▸ The problem
Repeat every line of the data exactly; the pictures stay out.

▸ Source records
------
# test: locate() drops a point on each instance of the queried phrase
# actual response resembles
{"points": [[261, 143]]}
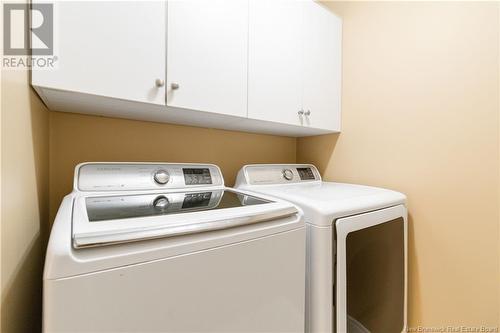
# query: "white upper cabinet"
{"points": [[275, 60], [294, 63], [109, 48], [207, 55], [266, 66], [322, 67]]}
------
▸ Your response
# test: locate() drops a point on each instance of the queried phrase
# actual response resembles
{"points": [[261, 143]]}
# query: "white upper cabinet"
{"points": [[275, 60], [294, 63], [109, 48], [207, 55], [266, 66], [322, 67]]}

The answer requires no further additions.